After removing every image, reproduce the data exactly as it appears.

Records from a collection:
━━━━━━━━━━━━━━━━
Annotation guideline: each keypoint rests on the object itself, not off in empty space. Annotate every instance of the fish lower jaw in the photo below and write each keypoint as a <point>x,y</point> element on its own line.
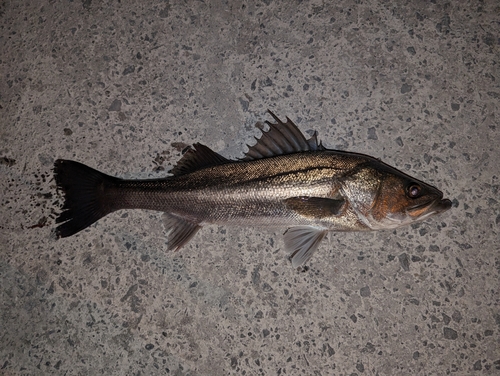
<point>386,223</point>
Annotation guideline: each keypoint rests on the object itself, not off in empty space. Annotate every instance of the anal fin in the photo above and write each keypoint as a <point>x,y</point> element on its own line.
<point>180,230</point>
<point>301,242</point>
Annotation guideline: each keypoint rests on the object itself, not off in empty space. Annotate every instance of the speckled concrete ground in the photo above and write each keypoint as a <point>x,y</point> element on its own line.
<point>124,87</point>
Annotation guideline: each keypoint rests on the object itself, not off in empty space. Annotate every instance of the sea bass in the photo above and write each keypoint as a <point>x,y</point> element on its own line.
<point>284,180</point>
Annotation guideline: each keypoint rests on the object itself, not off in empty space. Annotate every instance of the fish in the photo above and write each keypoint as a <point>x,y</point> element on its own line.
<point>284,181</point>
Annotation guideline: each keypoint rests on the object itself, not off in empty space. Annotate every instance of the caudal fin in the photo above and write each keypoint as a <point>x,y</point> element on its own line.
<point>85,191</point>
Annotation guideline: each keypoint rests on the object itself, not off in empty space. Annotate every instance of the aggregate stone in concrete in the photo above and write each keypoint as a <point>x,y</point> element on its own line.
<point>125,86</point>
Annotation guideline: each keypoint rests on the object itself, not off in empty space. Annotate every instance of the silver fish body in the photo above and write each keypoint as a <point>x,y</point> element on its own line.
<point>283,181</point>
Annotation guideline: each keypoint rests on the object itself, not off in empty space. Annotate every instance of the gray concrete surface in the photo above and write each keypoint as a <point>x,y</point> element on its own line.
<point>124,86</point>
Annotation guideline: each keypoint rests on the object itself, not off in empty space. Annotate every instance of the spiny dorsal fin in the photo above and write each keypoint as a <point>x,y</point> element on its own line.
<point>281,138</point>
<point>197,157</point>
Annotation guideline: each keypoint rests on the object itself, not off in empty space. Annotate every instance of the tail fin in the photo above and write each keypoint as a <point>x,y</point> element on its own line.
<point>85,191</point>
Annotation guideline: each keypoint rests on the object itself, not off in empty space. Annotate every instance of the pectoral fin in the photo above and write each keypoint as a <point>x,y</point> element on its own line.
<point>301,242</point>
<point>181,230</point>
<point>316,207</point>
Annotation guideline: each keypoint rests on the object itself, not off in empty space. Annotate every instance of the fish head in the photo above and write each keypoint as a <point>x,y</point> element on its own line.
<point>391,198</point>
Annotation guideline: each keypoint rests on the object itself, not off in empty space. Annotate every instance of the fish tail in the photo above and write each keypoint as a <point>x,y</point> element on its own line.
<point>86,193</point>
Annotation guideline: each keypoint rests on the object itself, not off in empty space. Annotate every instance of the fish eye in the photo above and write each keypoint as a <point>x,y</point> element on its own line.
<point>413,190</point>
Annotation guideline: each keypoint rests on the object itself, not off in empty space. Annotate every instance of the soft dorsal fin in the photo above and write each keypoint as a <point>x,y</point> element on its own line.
━━━━━━━━━━━━━━━━
Exercise solution:
Annotation guideline: each keypoint rests on the object itself, not off in empty space. Annotate every instance of the fish lower jaw in the photo below and write each keypoint as a <point>x,y</point> element on its own line.
<point>386,223</point>
Annotation guideline: each keypoint rests on the object itself, not off in empty space. Annotate every instance of the anal fin in the photo above and write each keypoint as a <point>x,y</point> element on its own line.
<point>180,230</point>
<point>301,242</point>
Annotation guideline: each keypoint rests on the object itself, not off in empty space. Annotate every instance of the speckled concrete ground in the photo above and write each keypoint as a <point>x,y</point> element on its own line.
<point>124,87</point>
Annotation guideline: each keypoint rests on the object itself, not off in empty space. Annotate every instance of the sea bass in the photo above and write each keypoint as a <point>x,y</point> element on its own line.
<point>284,180</point>
Annotation guideline: each keypoint rests on the object itself, not off in empty space. Annotate every instance of the fish in the photo above and write each keypoint as a <point>x,y</point> element on its own line.
<point>284,181</point>
Annotation guideline: each keypoint rests on the object itself, not off in empty space. Annotate every instance of the caudal fin in the photo above and write each keypoint as a <point>x,y</point> element on its own line.
<point>85,191</point>
Annotation guideline: each keypoint rests on the object itself, not off in empty space. Annotate every instance of the aggregate stone in concrete in the photo above and write each keypoint as a <point>x,y</point> element on its own line.
<point>125,86</point>
Annotation guideline: each keypoint rests on the object itself, not off in empty space. Annotate every instance of the silver fish body in the photo above and write each keypoint as a <point>x,y</point> element on its own line.
<point>283,181</point>
Annotation guideline: each keypoint rests on the object itself, not off in empty space. Annotate every instance of the gray concrete surface in the photo above and write each keypoint as a <point>x,y</point> element on its own line.
<point>124,86</point>
Annotation guideline: each keypoint rests on the object itself, not off in empty space. Annotate every instance of the spiny dorsal fin in the photo above and write each keypoint as a <point>x,y</point> element on its own line.
<point>281,138</point>
<point>197,157</point>
Annotation guideline: each keypoint rests on the object itself, not off in empty space. Annotate every instance of the tail fin in the photo above and write each keypoint as a <point>x,y</point> element on its own line.
<point>85,191</point>
Annotation guideline: each keypoint rests on the object itself, not off in empty space. Annotate every instance of the pectoral fin in the photo above and write each keypoint as a <point>x,y</point> element on its own line.
<point>301,242</point>
<point>181,230</point>
<point>316,207</point>
Annotation guideline: each keypoint rests on the object itself, not off in empty space. Annotate every instance of the fish head in the photo above and write each keypoint as a <point>x,y</point> element on its own line.
<point>391,198</point>
Annotation guideline: each keypoint rests on the object itself, not off in empty space. Annotate every instance of the fish tail in the photo above and write each keypoint as a <point>x,y</point> element on its own line.
<point>86,193</point>
Annotation guideline: each keypoint rests on the object itself, not off in empty space. Annotate every instance of the fish eye in the photo above and write each keypoint as a <point>x,y</point> element on its own line.
<point>413,190</point>
Annotation guideline: each keypoint rests on the object itself, not off in empty space. Annotate every instance of the soft dorsal fin in the photo above and write each keypoint as a <point>x,y</point> element on its own line.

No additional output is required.